AIM >> Turn every line of the data below into a numbered list, omitting any blank lines.
** begin RECORDS FOR THE TASK **
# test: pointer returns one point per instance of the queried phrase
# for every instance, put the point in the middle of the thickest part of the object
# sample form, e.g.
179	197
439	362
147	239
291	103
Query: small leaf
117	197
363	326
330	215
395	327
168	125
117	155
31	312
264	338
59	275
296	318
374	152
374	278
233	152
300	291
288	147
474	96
** end RECORDS FOR THE TASK **
REPLY >>
1. # test: pointer returns one point per instance of the queried phrase
2. # for every instance, put the point in the middle of the thickest part of the object
3. # sample form, e.g.
4. 179	197
5. 439	362
6. 147	239
7. 291	103
8. Query: small leaf
9. 117	197
10. 363	326
11. 330	215
12. 395	327
13. 168	125
14. 117	155
15. 31	312
16. 264	338
17. 59	275
18. 296	318
19. 374	152
20. 374	278
21. 233	152
22. 300	291
23. 288	147
24. 474	96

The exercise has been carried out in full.